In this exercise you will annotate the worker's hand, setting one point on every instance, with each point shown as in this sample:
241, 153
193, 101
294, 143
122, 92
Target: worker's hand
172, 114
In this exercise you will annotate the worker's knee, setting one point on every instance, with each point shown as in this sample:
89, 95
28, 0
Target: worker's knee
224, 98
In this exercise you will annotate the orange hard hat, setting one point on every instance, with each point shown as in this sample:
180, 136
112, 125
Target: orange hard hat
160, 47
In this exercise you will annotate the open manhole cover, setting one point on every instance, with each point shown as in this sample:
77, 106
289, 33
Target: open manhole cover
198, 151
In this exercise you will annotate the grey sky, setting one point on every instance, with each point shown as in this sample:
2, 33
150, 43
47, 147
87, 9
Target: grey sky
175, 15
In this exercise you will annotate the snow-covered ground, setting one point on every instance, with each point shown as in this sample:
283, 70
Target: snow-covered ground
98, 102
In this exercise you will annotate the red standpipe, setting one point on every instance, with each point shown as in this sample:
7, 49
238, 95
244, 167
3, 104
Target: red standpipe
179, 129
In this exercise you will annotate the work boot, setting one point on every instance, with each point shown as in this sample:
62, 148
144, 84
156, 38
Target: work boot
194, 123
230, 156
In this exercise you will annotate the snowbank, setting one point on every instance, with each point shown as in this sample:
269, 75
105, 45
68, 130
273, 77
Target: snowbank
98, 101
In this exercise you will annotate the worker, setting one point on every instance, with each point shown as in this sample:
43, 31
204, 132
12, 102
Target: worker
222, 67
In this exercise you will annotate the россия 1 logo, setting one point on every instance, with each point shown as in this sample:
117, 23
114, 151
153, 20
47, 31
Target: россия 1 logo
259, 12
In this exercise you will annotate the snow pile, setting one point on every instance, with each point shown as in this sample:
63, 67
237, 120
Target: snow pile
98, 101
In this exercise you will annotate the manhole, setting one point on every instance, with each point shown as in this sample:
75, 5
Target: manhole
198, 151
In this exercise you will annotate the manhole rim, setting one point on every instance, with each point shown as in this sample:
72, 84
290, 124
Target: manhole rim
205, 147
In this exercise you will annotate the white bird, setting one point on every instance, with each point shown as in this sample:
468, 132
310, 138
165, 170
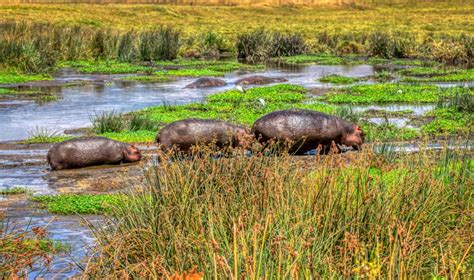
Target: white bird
240, 88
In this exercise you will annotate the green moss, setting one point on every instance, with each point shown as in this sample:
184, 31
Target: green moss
14, 190
385, 113
338, 80
278, 93
189, 73
45, 139
387, 132
67, 204
460, 75
384, 93
105, 67
427, 71
11, 77
5, 91
149, 79
450, 121
402, 62
140, 136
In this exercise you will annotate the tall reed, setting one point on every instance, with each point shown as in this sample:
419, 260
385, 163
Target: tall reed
353, 215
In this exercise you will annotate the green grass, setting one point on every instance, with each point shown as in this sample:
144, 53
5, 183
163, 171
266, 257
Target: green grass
12, 77
14, 191
338, 80
149, 79
402, 62
278, 93
236, 107
190, 73
6, 91
386, 93
41, 139
322, 59
427, 71
69, 204
140, 136
361, 211
382, 113
105, 67
458, 75
449, 121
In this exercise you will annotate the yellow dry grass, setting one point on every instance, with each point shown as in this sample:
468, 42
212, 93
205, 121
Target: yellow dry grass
438, 17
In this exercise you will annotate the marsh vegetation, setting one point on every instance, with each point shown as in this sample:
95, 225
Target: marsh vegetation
384, 212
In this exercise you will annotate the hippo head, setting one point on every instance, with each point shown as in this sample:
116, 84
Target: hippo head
131, 154
353, 137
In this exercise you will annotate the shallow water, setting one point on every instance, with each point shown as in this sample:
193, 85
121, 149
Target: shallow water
70, 231
26, 165
78, 103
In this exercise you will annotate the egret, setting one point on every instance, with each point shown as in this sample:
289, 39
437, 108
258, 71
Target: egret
240, 88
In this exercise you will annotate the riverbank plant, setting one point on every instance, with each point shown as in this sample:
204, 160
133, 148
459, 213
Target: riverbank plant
388, 93
391, 215
338, 80
67, 204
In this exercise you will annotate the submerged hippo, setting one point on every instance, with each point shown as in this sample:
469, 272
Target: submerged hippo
306, 130
207, 82
90, 151
259, 80
184, 134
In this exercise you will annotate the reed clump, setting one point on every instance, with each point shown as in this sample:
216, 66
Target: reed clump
350, 215
38, 47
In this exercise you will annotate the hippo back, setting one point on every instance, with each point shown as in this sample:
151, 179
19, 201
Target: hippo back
295, 125
83, 152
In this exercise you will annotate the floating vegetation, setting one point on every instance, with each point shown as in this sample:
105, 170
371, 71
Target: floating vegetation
338, 80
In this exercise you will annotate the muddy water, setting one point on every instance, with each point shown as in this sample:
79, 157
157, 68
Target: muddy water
79, 102
81, 97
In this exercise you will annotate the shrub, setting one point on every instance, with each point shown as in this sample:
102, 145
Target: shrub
159, 44
290, 217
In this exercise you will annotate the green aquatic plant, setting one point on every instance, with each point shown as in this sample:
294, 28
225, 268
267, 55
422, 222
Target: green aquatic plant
267, 224
278, 93
323, 59
338, 80
105, 67
458, 75
15, 77
14, 190
385, 93
449, 121
73, 204
189, 73
149, 79
135, 136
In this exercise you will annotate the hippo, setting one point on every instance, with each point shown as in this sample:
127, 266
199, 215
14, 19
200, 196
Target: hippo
184, 134
207, 82
259, 80
306, 130
91, 151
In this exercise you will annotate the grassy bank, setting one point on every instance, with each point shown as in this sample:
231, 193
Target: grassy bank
357, 215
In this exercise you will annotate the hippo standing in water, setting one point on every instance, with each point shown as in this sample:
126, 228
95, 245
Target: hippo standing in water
306, 130
207, 82
184, 134
90, 151
259, 80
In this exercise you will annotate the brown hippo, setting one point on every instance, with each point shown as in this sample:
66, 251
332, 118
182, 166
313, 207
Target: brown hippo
184, 134
207, 82
306, 130
90, 151
259, 80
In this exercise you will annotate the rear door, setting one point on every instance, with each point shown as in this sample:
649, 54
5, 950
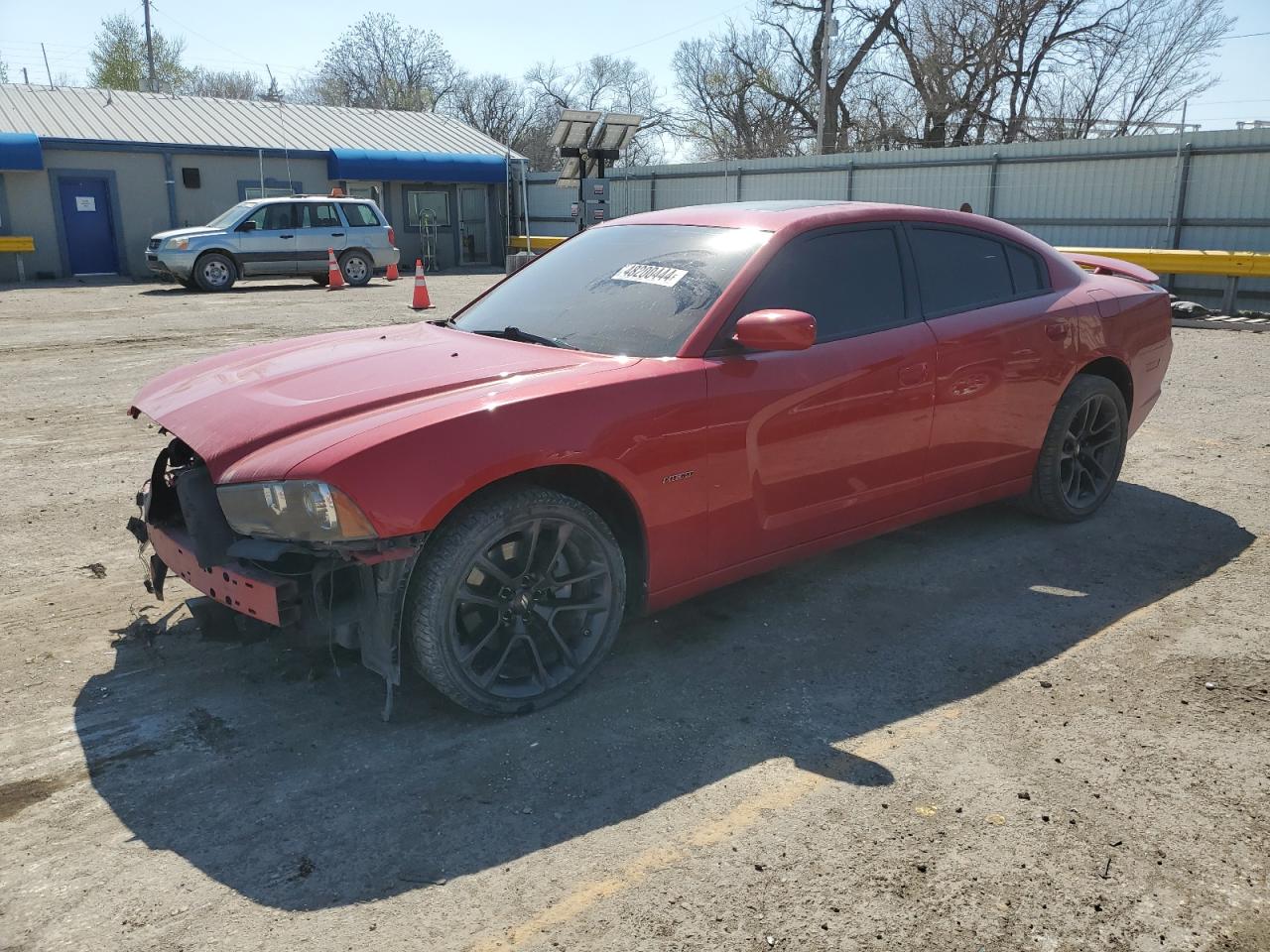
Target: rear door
318, 231
267, 240
1005, 343
817, 442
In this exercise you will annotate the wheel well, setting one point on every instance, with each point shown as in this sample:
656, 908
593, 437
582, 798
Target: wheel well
615, 506
1116, 372
222, 253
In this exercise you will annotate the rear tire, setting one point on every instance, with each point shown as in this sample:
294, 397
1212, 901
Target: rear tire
357, 268
214, 272
1083, 451
517, 598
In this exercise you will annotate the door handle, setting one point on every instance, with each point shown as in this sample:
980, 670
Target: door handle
912, 373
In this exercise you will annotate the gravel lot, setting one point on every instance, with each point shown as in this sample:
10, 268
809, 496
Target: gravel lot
984, 733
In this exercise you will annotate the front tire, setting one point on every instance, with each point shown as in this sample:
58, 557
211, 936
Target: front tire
516, 601
1083, 451
357, 267
214, 272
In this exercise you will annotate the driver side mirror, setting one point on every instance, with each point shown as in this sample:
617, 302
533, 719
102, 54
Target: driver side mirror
776, 330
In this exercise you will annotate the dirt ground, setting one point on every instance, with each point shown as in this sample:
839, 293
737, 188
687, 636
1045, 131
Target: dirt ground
984, 733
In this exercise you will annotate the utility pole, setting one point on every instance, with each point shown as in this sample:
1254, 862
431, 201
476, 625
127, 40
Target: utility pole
826, 31
150, 49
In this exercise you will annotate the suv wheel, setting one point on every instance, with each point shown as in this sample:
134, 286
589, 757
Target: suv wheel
357, 268
214, 272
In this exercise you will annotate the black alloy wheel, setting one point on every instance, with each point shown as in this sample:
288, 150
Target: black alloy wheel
1082, 453
1091, 452
517, 602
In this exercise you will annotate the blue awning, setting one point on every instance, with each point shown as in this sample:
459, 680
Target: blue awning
414, 167
21, 151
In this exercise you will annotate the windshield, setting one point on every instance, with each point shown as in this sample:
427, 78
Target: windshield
229, 216
635, 290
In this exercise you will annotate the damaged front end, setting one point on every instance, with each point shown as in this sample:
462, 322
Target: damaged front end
330, 581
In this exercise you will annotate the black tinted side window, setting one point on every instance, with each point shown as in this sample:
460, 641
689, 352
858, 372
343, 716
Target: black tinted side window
1025, 268
849, 282
956, 272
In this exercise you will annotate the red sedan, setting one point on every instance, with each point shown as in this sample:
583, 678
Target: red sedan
661, 405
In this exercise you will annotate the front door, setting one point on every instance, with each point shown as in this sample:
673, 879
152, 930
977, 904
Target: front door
472, 225
89, 226
817, 442
267, 240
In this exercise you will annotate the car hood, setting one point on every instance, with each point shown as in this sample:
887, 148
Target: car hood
187, 232
231, 405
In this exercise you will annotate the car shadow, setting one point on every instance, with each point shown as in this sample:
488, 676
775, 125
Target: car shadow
282, 782
253, 287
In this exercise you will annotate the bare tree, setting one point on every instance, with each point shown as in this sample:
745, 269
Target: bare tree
1148, 59
507, 112
610, 84
381, 63
729, 108
801, 27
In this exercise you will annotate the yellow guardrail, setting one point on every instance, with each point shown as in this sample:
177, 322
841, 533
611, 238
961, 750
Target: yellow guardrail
17, 243
1230, 266
1225, 264
536, 243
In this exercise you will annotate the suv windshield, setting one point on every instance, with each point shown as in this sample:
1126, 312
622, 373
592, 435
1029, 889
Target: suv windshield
229, 216
635, 290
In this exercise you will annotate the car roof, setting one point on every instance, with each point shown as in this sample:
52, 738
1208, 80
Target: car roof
307, 198
799, 216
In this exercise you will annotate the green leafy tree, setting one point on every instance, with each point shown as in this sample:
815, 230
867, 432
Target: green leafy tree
118, 56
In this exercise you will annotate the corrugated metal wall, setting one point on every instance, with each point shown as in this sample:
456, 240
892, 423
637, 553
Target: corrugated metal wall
1202, 190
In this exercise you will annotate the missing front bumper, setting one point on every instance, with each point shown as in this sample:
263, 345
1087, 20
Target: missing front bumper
248, 590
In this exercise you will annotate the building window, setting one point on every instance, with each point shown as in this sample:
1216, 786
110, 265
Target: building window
427, 206
365, 189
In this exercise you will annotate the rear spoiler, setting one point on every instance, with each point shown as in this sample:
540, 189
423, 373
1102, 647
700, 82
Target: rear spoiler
1098, 264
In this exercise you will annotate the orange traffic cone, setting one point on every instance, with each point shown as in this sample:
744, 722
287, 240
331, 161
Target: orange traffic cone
334, 276
421, 302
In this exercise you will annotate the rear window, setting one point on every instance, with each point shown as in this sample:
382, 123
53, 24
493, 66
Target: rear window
635, 290
359, 214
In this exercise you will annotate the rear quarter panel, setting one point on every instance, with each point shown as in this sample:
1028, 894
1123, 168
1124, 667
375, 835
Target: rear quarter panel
1132, 322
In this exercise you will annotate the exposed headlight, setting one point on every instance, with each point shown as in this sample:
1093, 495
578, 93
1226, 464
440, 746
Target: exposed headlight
294, 509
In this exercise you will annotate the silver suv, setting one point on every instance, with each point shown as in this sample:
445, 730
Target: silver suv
277, 238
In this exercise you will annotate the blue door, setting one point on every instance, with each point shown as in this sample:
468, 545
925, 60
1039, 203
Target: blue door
87, 225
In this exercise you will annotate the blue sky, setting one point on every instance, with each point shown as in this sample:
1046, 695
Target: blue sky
500, 37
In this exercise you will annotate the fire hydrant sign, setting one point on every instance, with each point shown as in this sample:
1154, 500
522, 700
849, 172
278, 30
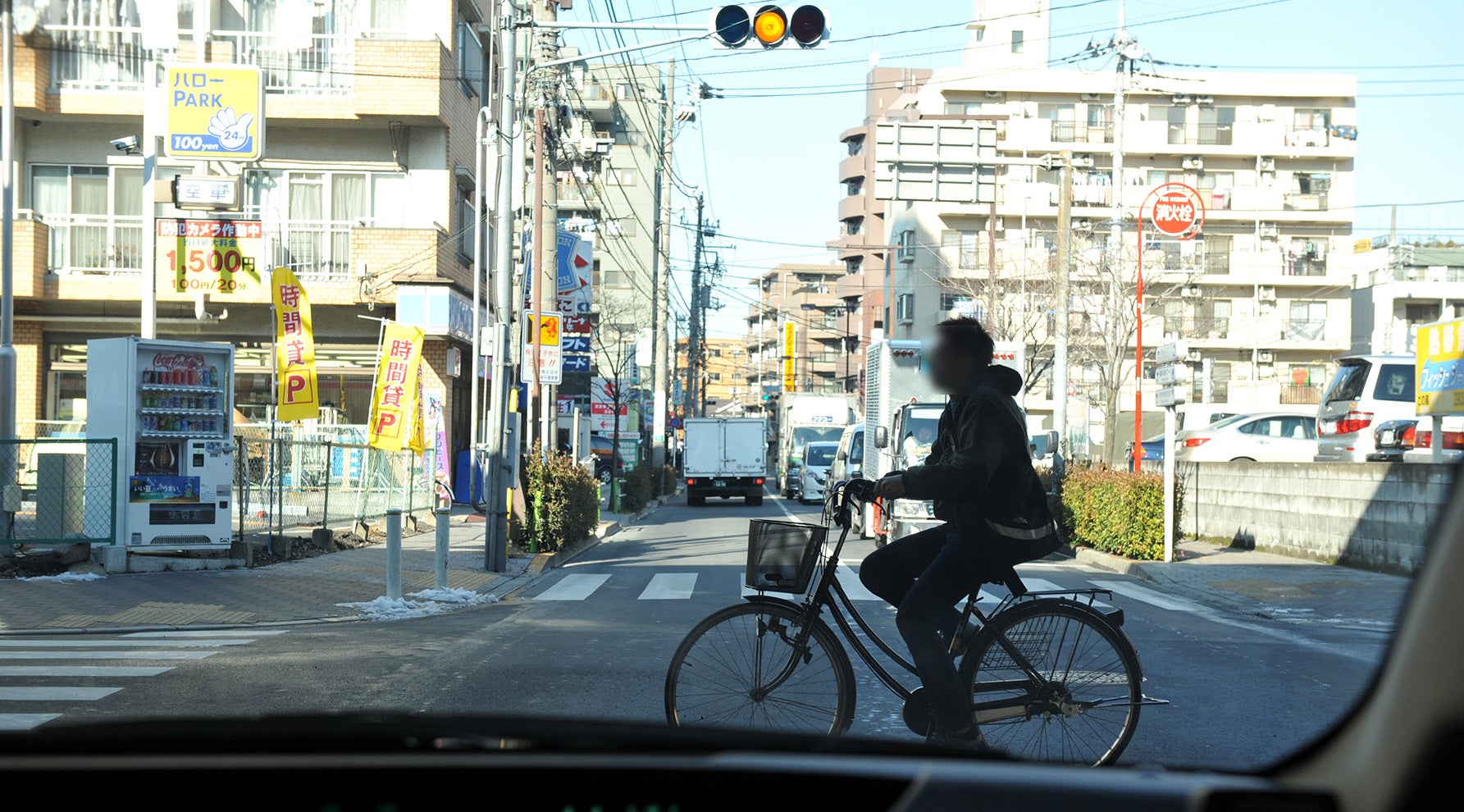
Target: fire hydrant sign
210, 255
216, 113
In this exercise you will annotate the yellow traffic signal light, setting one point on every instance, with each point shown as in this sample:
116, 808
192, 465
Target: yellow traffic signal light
769, 25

::::

Begin at the top of the records above and quote each line exactly, ending with the line that contains "In this exercise you will annotate the orange hard".

--- Answer for the task ---
In this exercise you will annotate the worker's hand, setting one point on every instance, with each point shown as in this sample:
241, 153
193, 101
294, 143
122, 92
Target: worker's hand
172, 114
In this exercise you will annotate the worker's knee, setting one point on every instance, with each point shown as in this sample:
89, 95
28, 0
Target: worker's knee
224, 98
In this exercise you will annotate the orange hard hat, setting one point on every instance, with each point shown as in this sample:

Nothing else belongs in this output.